All entries should be output exactly as they stand.

▽

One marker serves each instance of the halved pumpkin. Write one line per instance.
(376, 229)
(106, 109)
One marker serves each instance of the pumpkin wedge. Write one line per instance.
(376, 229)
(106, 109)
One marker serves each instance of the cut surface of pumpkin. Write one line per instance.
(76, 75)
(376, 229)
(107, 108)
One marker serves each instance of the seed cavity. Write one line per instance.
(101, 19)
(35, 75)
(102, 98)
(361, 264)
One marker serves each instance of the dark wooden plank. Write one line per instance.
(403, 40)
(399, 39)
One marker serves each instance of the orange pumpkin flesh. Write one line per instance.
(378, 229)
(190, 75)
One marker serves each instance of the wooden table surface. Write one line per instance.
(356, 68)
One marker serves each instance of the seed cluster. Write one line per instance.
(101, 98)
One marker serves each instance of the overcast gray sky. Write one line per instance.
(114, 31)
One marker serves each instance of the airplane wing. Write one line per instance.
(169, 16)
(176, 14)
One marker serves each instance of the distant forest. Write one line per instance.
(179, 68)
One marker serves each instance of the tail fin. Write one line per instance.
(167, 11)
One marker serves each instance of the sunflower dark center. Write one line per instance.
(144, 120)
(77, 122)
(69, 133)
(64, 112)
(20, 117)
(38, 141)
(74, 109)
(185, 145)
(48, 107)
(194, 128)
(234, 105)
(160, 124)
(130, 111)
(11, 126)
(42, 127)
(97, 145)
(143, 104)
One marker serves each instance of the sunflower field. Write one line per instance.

△

▶ _Full output_:
One marker serves each instance of the halved pumpkin. Write one line per instance.
(376, 229)
(106, 109)
One marker serves each instance of the pumpkin wedge. Write one line per instance.
(376, 229)
(106, 109)
One marker serves each instance of the cut surface of pumpkin. Write one line per instance.
(76, 75)
(376, 229)
(107, 108)
One marker serves each instance of the seed cavity. Write one line per instance.
(101, 19)
(35, 75)
(102, 98)
(361, 264)
One marker serves each instance of the dark wooden plank. Write one line per instance.
(403, 40)
(399, 39)
One marker serves each instance of the orange pumpkin flesh. Write one line per instance.
(378, 229)
(190, 75)
One marker serves each instance of the wooden table surface. Write one line per instance.
(356, 68)
One marker serves each instance of the seed cluster. Write one line per instance.
(101, 98)
One marker serves each instance of the overcast gray sky. Write one line per instance.
(114, 31)
One marker serves each instance of the airplane wing. Write one line per instance.
(169, 16)
(176, 14)
One marker serves each instance of the distant forest. Write one line per instance.
(179, 68)
One marker serves each instance of the tail fin. Write one line per instance.
(167, 11)
One marker serves each instance of the sunflower dark center. Write one line per instance.
(144, 120)
(77, 122)
(69, 133)
(64, 112)
(20, 117)
(38, 141)
(74, 109)
(185, 145)
(48, 107)
(194, 128)
(234, 105)
(160, 124)
(130, 111)
(11, 126)
(42, 127)
(97, 145)
(143, 104)
One marker serves each instance of the sunflower field. Write one line per instance.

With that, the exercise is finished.